Menggugah Nurani Dan Ikatan Batin Dalam Memotivasi Siswa Demi Keberhasilan Pembelajaran Kelas

Menggugah Nurani Dan Ikatan Batin Dalam Memotivasi Siswa Demi Keberhasilan Pembelajaran Kelas

Sebelum artikel ini saya tulis panjang lebar, saya hanya menulis apa yang menjadi pengalaman saya dalam mengurus ladang saya yaitu kelas. Mungkin Anda punya pengalaman lain dari cara saya dalam usaha meningkatkan aktifitas kualitas belajar ? Saya persilahkan untuk berbagi dalam kolom komentar.

Sudah menjadi rahasia umum saat ini bahwa kemauan apa lagi kemampuan  belajar siswa saat ini berada dititk nadir. Persentase ini akan semakin menurun jika segala aspek dalam lingkungan belajarnya tidak mendukung kenyamanan baik di sekolah maupun di rumah.  Terbukti dengan kembali dirilisnya ranking PISA (Program For International Student Assesment) untuk skor kemampuan membaca, matematika dan sains yang menurun. Hal ini tak terlepas dari minat siswa untuk belajar. Menggugah minat belajar siswa ternyata tidak semudah membalikkan telapak tangan. Banyak hal yang mempengaruhinya mulai dari dukungan lingkungan keluarga, teman teman terdekatnya, lingkungan sekolah dan tentu adalah pendidik atau gurunya. Bahkan dukungan positif  dalam lingkungan masyarakat sekitar tidak ada gunanya  jika kemauan orang tua,  guru dan siswa sendiri tidak bersinergi apalagi melempar permasalahan satu dengan yang lain.  Masyarakat modern yang cenderung apatis, individualis sampai pada lingkungan yang tidak mendukung seperti kampung narkoba, perjudian, prostitusi juga akan mempengaruhinya.

Tantangan 1
Pilih setiap baris catatan yang memuat kata "cloth". Perhatikan huruf besar dan kecilnya.

Baris Masukan
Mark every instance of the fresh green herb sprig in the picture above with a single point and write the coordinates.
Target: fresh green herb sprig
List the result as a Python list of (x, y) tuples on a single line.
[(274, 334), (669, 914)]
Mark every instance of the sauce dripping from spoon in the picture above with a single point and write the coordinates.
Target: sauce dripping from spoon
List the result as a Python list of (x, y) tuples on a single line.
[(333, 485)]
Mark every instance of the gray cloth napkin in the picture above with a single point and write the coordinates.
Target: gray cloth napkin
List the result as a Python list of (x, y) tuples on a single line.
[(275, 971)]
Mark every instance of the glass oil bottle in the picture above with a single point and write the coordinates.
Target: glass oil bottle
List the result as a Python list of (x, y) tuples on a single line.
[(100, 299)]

* * *

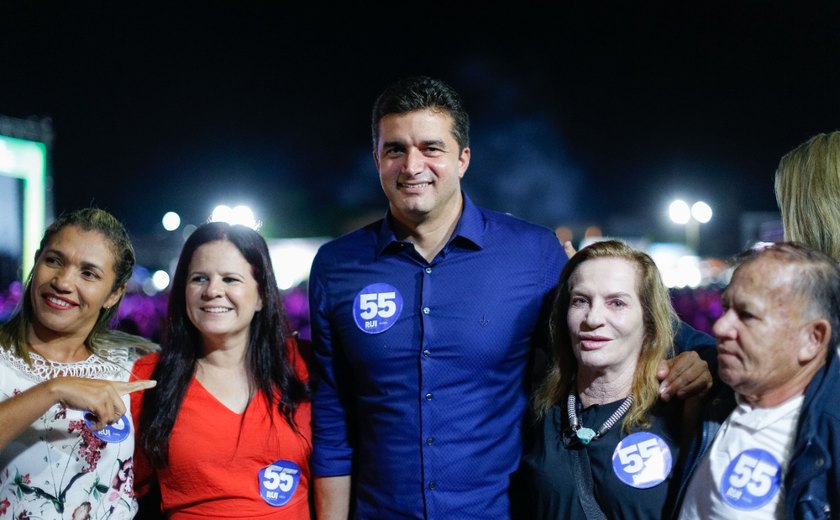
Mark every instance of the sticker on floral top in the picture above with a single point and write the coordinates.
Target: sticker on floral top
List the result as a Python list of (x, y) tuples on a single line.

--

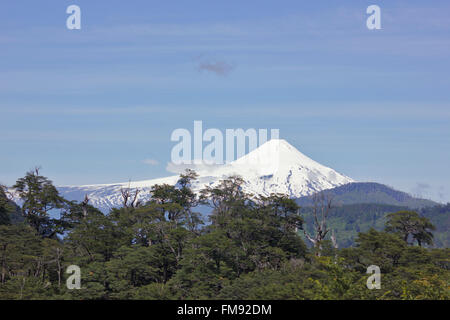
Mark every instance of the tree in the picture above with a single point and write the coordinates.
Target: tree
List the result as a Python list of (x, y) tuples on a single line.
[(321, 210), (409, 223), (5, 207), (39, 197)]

Tantangan 2
Cetak tanpa perubahan bagian tulisan tentang memotivasi siswa, mulai dari "Sebelum artikel ini" dan berakhir pada "dalam kolom komentar.".

Solusi Masalah 1
Mark every instance of the gray cloth napkin in the picture above with a single point and write the coordinates.
Target: gray cloth napkin

Solusi Masalah 2
Sebelum artikel ini saya tulis panjang lebar, saya hanya menulis apa yang menjadi pengalaman saya dalam mengurus ladang saya yaitu kelas. Mungkin Anda punya pengalaman lain dari cara saya dalam usaha meningkatkan aktifitas kualitas belajar ? Saya persilahkan untuk berbagi dalam kolom komentar.